Going line by line through the entries below, note each one with "shorts", then report how many there are and nothing else.

----------

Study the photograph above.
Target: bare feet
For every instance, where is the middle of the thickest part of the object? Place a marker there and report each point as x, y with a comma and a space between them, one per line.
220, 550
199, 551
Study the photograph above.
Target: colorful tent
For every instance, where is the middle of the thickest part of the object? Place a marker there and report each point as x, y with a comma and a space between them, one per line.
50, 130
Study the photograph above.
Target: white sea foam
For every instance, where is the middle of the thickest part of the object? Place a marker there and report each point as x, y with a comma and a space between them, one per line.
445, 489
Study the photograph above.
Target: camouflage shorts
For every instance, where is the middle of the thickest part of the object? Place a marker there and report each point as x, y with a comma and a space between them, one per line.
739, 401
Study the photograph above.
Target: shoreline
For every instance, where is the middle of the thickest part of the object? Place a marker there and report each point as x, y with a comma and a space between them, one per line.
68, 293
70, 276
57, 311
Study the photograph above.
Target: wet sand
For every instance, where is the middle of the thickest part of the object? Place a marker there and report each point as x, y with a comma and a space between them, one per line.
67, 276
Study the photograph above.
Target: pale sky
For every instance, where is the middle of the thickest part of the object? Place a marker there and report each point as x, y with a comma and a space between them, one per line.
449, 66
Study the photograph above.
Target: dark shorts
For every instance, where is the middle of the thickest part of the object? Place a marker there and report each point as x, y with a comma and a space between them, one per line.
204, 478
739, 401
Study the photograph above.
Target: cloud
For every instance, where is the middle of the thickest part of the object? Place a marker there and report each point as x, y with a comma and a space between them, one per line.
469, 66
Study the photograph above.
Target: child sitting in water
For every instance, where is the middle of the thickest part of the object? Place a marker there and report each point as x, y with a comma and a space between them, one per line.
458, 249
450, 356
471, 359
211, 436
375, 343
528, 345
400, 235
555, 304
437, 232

----------

| ANSWER SECTION |
2